(DATA LISTING Opens)

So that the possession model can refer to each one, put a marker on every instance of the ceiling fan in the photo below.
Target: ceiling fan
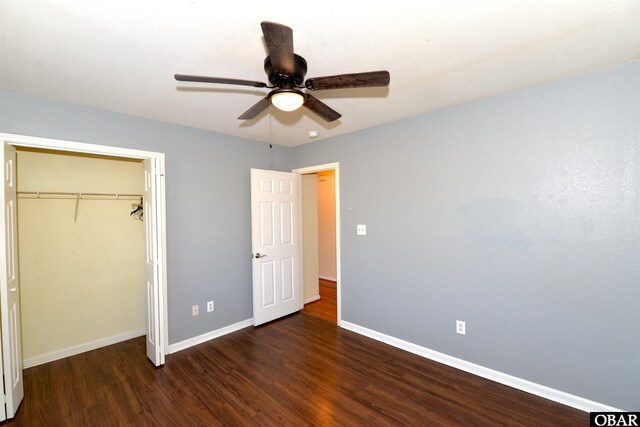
(286, 71)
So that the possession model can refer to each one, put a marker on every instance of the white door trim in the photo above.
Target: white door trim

(DATA LISTING Closes)

> [HOW TO COMPLETE THIS TASK]
All records must be output exactly as they are, except for the pictures, which are left out.

> [SOLUTION FOR THIS PROBLEM]
So that the possession model can refer to each one, put a marker on every instance of the ceiling fan in the photo below.
Target: ceiling fan
(286, 71)
So that the possession model can refer to each one, put a marker on every instance of the white door trim in the photo above.
Target: white door trim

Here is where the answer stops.